Aufgabe A: Wie wurden die Polytechnik-Studenten laut dem Textauszug allgemein genannt?

Was ist ein "Poly" ?
Irgendwann in den Siebzigern gab es mal
ein sogenanntes Polytechnik-Studium. Da ging es kreuz und quer durch
die verschiedensten naturwissenschaftlichenen und technischen Disziplinen.
Werkstoffkunde, Maschinenbau, Elektrotechnik, Automatisierung, Betriebswirtschaft,
Volkswirtschaft, Informatik. (Wir hatten tatsächlich schon einen Computer,
groß wie eine Schrankwand und mit Lochstreifenspeicherung.)
Techniken und Technologien quer durch den Gemüsegarten: Holzbearbeitung
mit dem Handhobel wie Anno dunnemals und mit hochgefährlich
kreischenden Horrormaschinen, Metallbearbeitung von der Feile bis
zum Erodierautomaten, Pralinenverpackung, Nähmaschine etc.)
Man zeigte uns, wie aus Dederon Malimo gemacht wurde, (Kennt das noch jemand?)
und wie man in Zwickau die Trabbis "gefaltet" hat, Nahrungsmittelindustrie
und Landwirtschaft. (Angeblich haben einige sogar Kühe gemolken.) |
Gastrollen
in diversen Betrieben sorgten für die nötige Bodenhaftung.
(Winzige Gewinde schneiden im Schreibmaschinenwerk, Zwiebelsamen
ernten in einer Großgärtnerei, drei Wochen Nachtschicht an der
Schlagschere im Landmaschinenbau usw.) Dazu kamen noch diverse pädagogische
und psychologische Besohlungen, denn wir sollten später mal
kleinen neuen Menschen von all diesen Dingen etwas beibringen. Die
alteingesessenen (und manchmal leicht abgehobenen) Physiker, Mathematiker,
Chemiker und Philologen sahen gerne ein bisschen auf uns herab: "von Allem
was und Nichts richtig", "Zehnkämpfer der Wissenschaft", "die bohren
das Brett an der dünnsten Stelle". Die Polytechnik-Studenten
hießen unter Ihresgleichen und auch bei den anderen Fakultäten
allgemein: "die Polys", und galten als gefürchtete Trinker und Raufbolde.

Punktbasierte Annotationsdaten
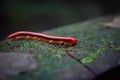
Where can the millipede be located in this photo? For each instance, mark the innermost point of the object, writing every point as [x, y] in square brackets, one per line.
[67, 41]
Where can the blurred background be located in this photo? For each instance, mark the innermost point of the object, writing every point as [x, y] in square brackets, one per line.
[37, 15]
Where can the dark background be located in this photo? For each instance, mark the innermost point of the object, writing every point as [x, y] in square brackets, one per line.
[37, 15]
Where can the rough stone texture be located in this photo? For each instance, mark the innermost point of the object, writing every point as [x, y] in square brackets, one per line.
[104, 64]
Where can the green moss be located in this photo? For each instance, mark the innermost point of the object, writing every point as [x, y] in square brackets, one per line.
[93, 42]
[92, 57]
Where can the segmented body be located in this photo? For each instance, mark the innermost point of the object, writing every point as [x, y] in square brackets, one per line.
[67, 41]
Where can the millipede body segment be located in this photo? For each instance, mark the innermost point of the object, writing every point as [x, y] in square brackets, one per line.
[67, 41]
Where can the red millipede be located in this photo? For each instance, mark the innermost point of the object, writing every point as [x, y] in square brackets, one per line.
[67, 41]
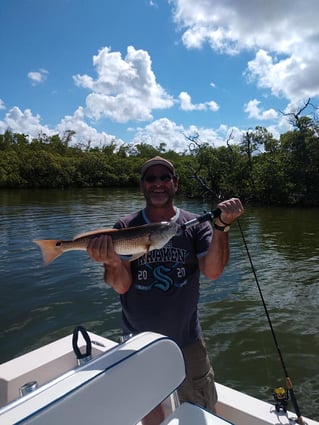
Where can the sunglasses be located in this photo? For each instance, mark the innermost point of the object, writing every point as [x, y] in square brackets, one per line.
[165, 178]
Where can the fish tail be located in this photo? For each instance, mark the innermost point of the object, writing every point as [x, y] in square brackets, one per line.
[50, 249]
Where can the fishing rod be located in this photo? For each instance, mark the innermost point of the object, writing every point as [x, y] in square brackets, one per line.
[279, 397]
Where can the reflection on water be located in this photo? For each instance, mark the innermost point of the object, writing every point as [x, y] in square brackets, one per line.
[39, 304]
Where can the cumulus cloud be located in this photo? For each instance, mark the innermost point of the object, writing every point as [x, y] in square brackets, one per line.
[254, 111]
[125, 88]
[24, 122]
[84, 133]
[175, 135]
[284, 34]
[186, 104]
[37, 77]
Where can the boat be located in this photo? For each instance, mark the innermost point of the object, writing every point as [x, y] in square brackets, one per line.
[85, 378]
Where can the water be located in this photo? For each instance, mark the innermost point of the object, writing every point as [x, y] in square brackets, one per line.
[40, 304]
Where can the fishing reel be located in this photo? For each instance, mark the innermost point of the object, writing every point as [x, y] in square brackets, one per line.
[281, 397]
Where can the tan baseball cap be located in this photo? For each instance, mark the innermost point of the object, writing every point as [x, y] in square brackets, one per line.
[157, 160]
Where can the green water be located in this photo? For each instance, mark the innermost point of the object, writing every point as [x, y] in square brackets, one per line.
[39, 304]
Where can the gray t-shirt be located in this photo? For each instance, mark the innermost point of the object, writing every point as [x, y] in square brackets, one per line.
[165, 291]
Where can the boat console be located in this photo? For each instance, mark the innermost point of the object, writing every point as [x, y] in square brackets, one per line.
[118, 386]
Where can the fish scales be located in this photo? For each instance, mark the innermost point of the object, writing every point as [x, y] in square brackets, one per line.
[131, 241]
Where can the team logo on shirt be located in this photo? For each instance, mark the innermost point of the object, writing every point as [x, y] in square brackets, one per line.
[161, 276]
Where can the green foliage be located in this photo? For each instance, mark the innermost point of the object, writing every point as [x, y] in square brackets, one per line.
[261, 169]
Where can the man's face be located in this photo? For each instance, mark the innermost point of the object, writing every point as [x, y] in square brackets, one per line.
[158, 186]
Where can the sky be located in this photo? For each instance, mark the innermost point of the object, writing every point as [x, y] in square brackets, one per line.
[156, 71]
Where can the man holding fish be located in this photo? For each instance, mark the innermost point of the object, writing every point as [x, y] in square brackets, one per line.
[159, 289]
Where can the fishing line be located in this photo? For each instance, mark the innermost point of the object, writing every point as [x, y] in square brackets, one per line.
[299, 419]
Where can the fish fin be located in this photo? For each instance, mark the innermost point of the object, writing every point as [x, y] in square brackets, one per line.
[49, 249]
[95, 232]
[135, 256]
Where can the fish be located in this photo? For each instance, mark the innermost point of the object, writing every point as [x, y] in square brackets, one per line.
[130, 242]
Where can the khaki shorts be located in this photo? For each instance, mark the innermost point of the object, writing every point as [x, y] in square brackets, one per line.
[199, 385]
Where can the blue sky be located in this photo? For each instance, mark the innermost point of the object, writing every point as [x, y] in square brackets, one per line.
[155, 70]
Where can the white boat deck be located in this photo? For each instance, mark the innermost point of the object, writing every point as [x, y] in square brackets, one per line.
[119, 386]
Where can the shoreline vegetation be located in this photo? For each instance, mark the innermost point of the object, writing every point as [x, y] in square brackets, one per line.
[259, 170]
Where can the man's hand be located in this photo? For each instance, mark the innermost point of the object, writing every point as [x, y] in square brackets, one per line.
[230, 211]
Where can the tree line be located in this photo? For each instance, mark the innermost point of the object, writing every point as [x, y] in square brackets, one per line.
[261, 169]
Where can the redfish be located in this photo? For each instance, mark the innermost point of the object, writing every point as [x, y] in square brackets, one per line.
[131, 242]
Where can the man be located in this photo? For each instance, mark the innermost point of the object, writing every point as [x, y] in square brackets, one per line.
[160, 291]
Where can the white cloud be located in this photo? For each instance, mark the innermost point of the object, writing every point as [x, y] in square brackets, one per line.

Aufgabe B: Entnimm den Einträgen jede Zeile, die die Zeichenfolge „shirt“ enthält.

Lösung A: Sie hießen allgemein „die Polys“.

Lösung B:
Where can the gray t-shirt be located in this photo? For each instance, mark the innermost point of the object, writing every point as [x, y] in square brackets, one per line.
Where can the team logo on shirt be located in this photo? For each instance, mark the innermost point of the object, writing every point as [x, y] in square brackets, one per line.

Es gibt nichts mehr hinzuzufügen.